The exercise calls for a faithful copy of all the data.
_ _ _
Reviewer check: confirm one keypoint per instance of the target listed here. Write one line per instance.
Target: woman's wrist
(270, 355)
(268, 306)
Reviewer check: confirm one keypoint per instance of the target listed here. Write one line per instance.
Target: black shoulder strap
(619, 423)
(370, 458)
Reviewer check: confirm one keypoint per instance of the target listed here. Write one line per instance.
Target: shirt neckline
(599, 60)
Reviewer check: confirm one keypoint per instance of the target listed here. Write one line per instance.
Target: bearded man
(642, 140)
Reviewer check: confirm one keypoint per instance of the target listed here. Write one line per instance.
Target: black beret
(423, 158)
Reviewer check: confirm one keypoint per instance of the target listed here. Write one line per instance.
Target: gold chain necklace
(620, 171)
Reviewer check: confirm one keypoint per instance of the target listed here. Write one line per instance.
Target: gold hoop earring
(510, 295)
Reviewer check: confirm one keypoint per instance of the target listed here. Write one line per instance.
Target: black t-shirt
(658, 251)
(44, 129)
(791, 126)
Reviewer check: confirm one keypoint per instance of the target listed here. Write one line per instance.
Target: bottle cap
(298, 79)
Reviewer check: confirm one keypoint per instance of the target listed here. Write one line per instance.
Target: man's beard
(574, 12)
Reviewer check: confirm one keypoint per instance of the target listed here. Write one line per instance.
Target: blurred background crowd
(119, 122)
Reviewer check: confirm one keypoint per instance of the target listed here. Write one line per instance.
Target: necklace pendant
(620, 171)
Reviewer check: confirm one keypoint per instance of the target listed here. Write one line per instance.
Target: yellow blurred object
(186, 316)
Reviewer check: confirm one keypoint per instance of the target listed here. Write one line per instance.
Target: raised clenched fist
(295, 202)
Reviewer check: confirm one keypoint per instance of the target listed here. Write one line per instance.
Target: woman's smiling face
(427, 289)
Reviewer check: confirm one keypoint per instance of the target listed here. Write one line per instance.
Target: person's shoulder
_ _ _
Written solution —
Reviewer check: confirm one keypoint per instance of the target listed here. Write one line per instance.
Target: woman's wrist
(270, 355)
(268, 306)
Reviewer check: confirm one keypoint per instance of the target listed here. Write one line per instance.
Target: black shoulder strap
(619, 423)
(370, 458)
Reviewer check: confirm one keypoint per instance of the target listed here. Write one line per instance.
Target: shirt neckline
(599, 60)
Reviewer check: confirm one keypoint per instance of the target listed here. Write one line per instance.
Target: bearded man
(642, 140)
Reviewer check: confirm one keypoint per instance of the target listed here. Write one line per instance.
Target: black beret
(423, 158)
Reviewer check: confirm one keypoint per instance of the target listed here. Write one line per instance.
Target: gold chain necklace
(620, 171)
Reviewer check: confirm one keypoint per instance of the target listed here. Write one line per instance.
Target: gold hoop earring
(510, 295)
Reviewer check: confirm one keypoint per instance of the target listed here. Write one line per instance.
Target: black t-shirt
(658, 251)
(44, 129)
(791, 126)
Reviewer check: confirm one keypoint per instance of the target listed here. Write one line per instance.
Target: bottle cap
(298, 79)
Reviewer check: confirm one keypoint per instance of the target listed here. Write one line per instance.
Target: man's beard
(574, 12)
Reviewer check: confirm one keypoint per instance of the target listed here. Write one line per instance.
Target: blurred background crowd
(119, 122)
Reviewer check: confirm one keypoint per instance of the target listed here. Write one line per instance.
Target: necklace pendant
(620, 171)
Reviewer check: confirm one keypoint per instance of the target listed here. Write one line per instance.
Target: yellow blurred object
(186, 316)
Reviewer check: confirm one keypoint per instance of the target listed here. Write one line per instance.
Target: raised clenched fist
(295, 202)
Reviewer check: confirm one keypoint per instance of the target listed here. Write one line per instance.
Target: woman's smiling face
(427, 289)
Reviewer check: confirm one keypoint per instance of the target listed here. Write one line per instance.
Target: person's shoulder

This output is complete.